> WHAT TO DO: Please render every line of the records below as a Markdown table with two columns, Row and Line, numbering the rows in order and omitting blank lines.

Object position labeling entries:
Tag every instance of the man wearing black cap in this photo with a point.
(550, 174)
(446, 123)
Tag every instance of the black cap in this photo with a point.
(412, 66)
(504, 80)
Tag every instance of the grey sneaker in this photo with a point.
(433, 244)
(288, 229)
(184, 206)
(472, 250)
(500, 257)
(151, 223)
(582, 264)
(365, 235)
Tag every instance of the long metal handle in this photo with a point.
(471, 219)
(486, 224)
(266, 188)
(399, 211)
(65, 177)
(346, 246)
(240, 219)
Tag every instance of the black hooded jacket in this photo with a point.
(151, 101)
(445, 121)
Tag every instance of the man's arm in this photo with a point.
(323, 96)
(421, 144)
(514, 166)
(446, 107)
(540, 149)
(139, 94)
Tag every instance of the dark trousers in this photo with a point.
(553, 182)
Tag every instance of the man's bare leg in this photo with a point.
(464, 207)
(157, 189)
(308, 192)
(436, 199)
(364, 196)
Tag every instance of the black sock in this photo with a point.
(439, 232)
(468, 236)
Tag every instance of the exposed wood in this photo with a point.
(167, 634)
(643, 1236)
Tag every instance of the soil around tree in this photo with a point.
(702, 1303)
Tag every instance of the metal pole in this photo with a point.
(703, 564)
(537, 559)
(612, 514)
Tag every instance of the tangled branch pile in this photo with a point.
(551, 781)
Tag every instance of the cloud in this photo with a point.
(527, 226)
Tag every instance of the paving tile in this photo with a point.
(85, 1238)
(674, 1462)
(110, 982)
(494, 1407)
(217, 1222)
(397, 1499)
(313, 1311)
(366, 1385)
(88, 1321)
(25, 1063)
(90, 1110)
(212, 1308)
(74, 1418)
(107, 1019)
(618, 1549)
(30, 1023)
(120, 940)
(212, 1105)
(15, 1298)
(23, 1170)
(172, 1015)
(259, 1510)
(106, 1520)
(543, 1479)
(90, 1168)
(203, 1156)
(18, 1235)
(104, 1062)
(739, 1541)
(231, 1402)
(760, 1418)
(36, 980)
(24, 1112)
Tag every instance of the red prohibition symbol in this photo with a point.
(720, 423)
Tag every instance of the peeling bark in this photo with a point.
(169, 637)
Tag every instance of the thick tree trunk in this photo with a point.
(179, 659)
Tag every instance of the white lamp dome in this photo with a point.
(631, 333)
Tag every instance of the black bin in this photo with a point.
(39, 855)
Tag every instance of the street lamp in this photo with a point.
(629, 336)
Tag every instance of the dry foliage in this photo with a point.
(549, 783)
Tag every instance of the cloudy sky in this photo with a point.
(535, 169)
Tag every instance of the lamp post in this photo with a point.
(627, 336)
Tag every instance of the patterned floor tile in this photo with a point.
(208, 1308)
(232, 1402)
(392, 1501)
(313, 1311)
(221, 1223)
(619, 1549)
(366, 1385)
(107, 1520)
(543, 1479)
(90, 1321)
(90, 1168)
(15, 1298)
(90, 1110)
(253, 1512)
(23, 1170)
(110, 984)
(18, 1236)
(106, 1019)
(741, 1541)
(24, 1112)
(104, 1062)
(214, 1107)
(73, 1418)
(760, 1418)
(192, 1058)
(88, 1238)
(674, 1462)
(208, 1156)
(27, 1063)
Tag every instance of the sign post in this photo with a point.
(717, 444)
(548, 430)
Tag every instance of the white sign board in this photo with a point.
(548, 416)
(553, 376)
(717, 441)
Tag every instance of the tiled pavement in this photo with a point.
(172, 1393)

> EXERCISE ANSWER:
| Row | Line |
|---|---|
| 1 | Tag every instance of the man wearing black cap in this photo with a point. |
| 2 | (550, 174) |
| 3 | (446, 123) |
| 4 | Tag every instance of the black cap in this photo with a point. |
| 5 | (412, 66) |
| 6 | (504, 80) |
| 7 | Tag every instance of the grey sneaker in this photo with a point. |
| 8 | (433, 244) |
| 9 | (288, 229) |
| 10 | (184, 206) |
| 11 | (472, 250) |
| 12 | (500, 257) |
| 13 | (151, 223) |
| 14 | (582, 264) |
| 15 | (365, 235) |
| 16 | Tag every instance of the long metal handle in this photo with a point. |
| 17 | (471, 219) |
| 18 | (486, 224) |
| 19 | (266, 188) |
| 20 | (399, 211) |
| 21 | (65, 177) |
| 22 | (346, 246) |
| 23 | (240, 219) |
| 24 | Tag every instance of the black hooded jacket in this photo with a point. |
| 25 | (151, 101) |
| 26 | (445, 121) |
| 27 | Tag every instance of the man's arm in this photo with a point. |
| 28 | (323, 96) |
| 29 | (421, 144) |
| 30 | (514, 166) |
| 31 | (446, 107) |
| 32 | (540, 149) |
| 33 | (139, 94) |
| 34 | Tag every instance of the dark trousers in this photo with a point. |
| 35 | (553, 182) |
| 36 | Tag every instance of the man's bare leg in this photo with a point. |
| 37 | (464, 207) |
| 38 | (157, 189) |
| 39 | (308, 192) |
| 40 | (436, 199) |
| 41 | (364, 196) |
| 42 | Tag every instance of the black sock in this photo with a point. |
| 43 | (439, 232) |
| 44 | (468, 236) |
| 45 | Tag every instance of the exposed wood in this photo with a point. |
| 46 | (167, 634) |
| 47 | (643, 1236) |
| 48 | Tag every instance of the soil around tree in this photo with a point. |
| 49 | (702, 1303) |
| 50 | Tag every instance of the metal pole in this photo with a point. |
| 51 | (703, 564) |
| 52 | (537, 559) |
| 53 | (612, 514) |
| 54 | Tag every instance of the tangled branch pile in this photo with a point. |
| 55 | (551, 781) |
| 56 | Tag every instance of the cloud in this photo with a point. |
| 57 | (527, 226) |
| 58 | Tag every instance of the paving tile in this photo with a point. |
| 59 | (85, 1238) |
| 60 | (674, 1462) |
| 61 | (110, 982) |
| 62 | (494, 1407) |
| 63 | (217, 1222) |
| 64 | (397, 1499) |
| 65 | (313, 1311) |
| 66 | (366, 1385) |
| 67 | (88, 1321) |
| 68 | (25, 1063) |
| 69 | (90, 1110) |
| 70 | (212, 1308) |
| 71 | (74, 1418) |
| 72 | (107, 1019) |
| 73 | (618, 1549) |
| 74 | (30, 1023) |
| 75 | (120, 940) |
| 76 | (212, 1105) |
| 77 | (15, 1298) |
| 78 | (23, 1170) |
| 79 | (172, 1015) |
| 80 | (259, 1510) |
| 81 | (106, 1520) |
| 82 | (543, 1479) |
| 83 | (90, 1168) |
| 84 | (203, 1156) |
| 85 | (18, 1235) |
| 86 | (104, 1062) |
| 87 | (739, 1541) |
| 88 | (231, 1402) |
| 89 | (760, 1418) |
| 90 | (36, 980) |
| 91 | (24, 1112) |
| 92 | Tag every instance of the red prohibition symbol in this photo with a point. |
| 93 | (720, 423) |
| 94 | Tag every instance of the peeling bark in this photo with a point. |
| 95 | (169, 637) |
| 96 | Tag every instance of the thick tree trunk in this photo with a point. |
| 97 | (179, 659) |
| 98 | Tag every instance of the white lamp dome in this photo with a point. |
| 99 | (631, 333) |
| 100 | Tag every instance of the black bin in this photo with a point. |
| 101 | (39, 855) |
| 102 | Tag every instance of the street lamp in this photo with a point. |
| 103 | (629, 336) |
| 104 | Tag every instance of the dry foliage in this photo with a point. |
| 105 | (549, 783) |
| 106 | Tag every instance of the cloudy sky in this photo with a point. |
| 107 | (535, 169) |
| 108 | Tag every instance of the lamp post in this photo with a point. |
| 109 | (627, 336) |
| 110 | Tag every instance of the patterned floor tile in this photo with a point. |
| 111 | (208, 1308) |
| 112 | (232, 1402) |
| 113 | (392, 1501) |
| 114 | (313, 1311) |
| 115 | (221, 1223) |
| 116 | (619, 1549) |
| 117 | (366, 1385) |
| 118 | (107, 1520) |
| 119 | (543, 1479) |
| 120 | (90, 1321) |
| 121 | (90, 1168) |
| 122 | (15, 1298) |
| 123 | (90, 1110) |
| 124 | (253, 1512) |
| 125 | (23, 1170) |
| 126 | (110, 984) |
| 127 | (18, 1236) |
| 128 | (106, 1019) |
| 129 | (741, 1541) |
| 130 | (24, 1112) |
| 131 | (104, 1062) |
| 132 | (214, 1107) |
| 133 | (73, 1418) |
| 134 | (760, 1418) |
| 135 | (192, 1058) |
| 136 | (88, 1238) |
| 137 | (674, 1462) |
| 138 | (208, 1156) |
| 139 | (27, 1063) |
| 140 | Tag every instance of the sign post in this photo with a point. |
| 141 | (717, 444) |
| 142 | (548, 430) |
| 143 | Tag every instance of the white sign board in this photo with a point. |
| 144 | (548, 416) |
| 145 | (553, 376) |
| 146 | (717, 441) |
| 147 | Tag every instance of the tiled pavement in this photo with a point. |
| 148 | (172, 1393) |